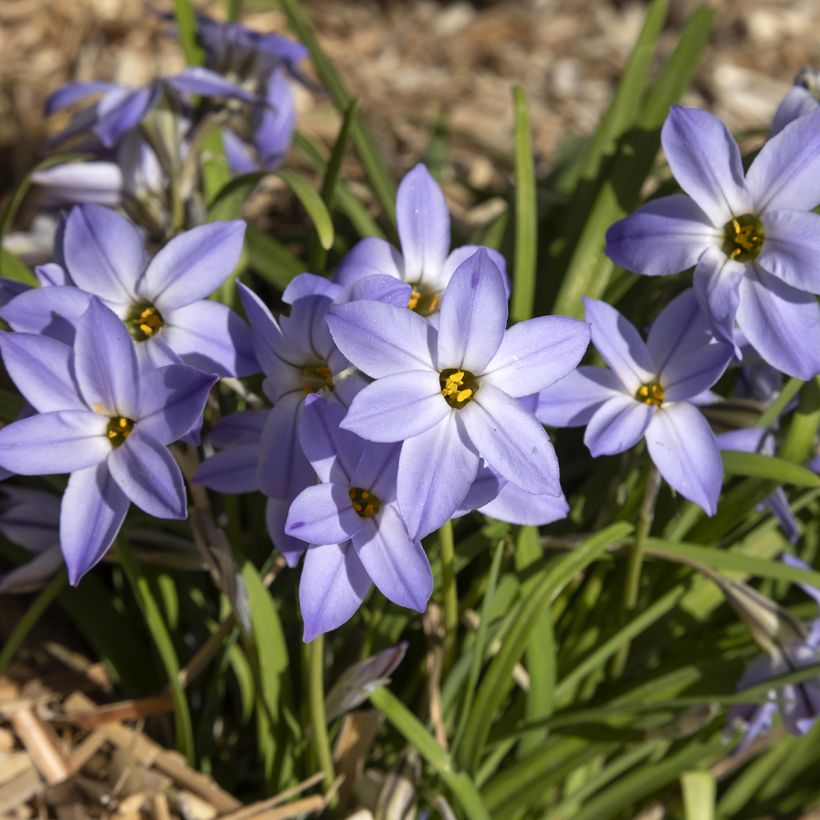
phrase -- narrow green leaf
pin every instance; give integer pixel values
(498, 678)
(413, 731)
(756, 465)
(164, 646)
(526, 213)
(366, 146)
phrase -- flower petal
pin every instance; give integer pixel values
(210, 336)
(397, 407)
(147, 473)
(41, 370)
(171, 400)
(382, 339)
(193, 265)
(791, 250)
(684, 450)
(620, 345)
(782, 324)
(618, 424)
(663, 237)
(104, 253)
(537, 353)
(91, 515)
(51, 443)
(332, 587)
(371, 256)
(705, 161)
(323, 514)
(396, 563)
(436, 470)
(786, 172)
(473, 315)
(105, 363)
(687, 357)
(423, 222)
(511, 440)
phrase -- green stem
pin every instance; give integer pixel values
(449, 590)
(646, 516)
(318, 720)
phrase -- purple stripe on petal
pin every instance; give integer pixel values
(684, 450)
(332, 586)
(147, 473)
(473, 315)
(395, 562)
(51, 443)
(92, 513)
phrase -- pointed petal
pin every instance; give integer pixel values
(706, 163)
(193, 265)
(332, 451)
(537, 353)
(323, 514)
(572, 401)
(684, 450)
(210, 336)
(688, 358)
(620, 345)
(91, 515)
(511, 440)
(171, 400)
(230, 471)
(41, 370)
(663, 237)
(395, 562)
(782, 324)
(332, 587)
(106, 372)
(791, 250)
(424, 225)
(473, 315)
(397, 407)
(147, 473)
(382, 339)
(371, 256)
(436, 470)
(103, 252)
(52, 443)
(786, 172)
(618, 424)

-=-=-

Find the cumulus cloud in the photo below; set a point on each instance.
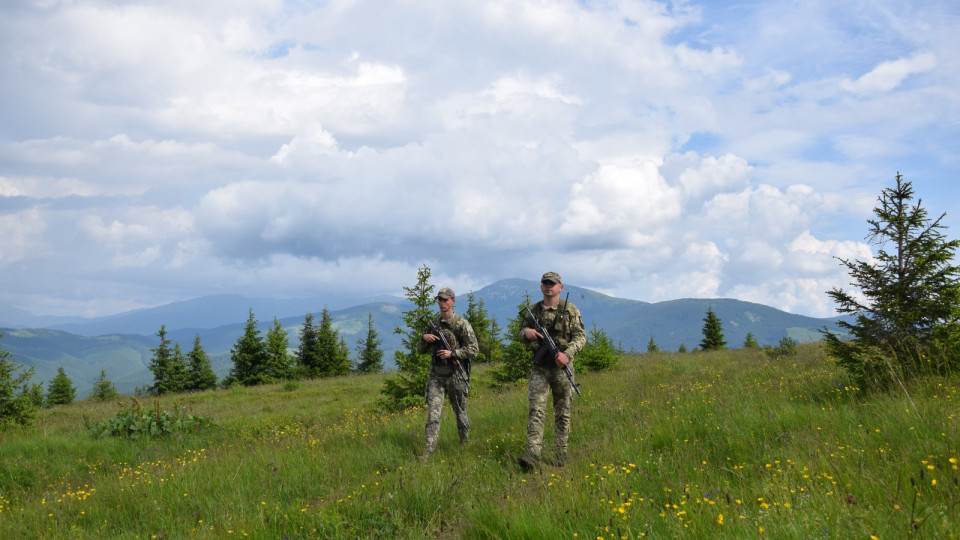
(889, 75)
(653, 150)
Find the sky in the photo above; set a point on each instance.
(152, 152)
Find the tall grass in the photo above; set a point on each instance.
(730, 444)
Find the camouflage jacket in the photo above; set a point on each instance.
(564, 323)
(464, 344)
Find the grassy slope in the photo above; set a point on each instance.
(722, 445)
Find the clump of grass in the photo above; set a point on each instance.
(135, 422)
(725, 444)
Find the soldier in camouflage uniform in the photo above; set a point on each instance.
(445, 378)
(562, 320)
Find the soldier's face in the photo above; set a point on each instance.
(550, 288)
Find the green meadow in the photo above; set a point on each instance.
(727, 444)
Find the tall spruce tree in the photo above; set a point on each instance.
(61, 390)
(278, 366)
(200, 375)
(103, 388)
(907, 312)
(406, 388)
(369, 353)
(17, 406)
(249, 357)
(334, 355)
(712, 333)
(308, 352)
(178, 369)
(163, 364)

-=-=-

TASK DIRECTIONS:
Scan the material for the string "petal". Copy each line where it appears.

SOLUTION FOR THIS EXERCISE:
phrase -- flower petal
phrase -- purple stripe on petal
phrase -- pointed petal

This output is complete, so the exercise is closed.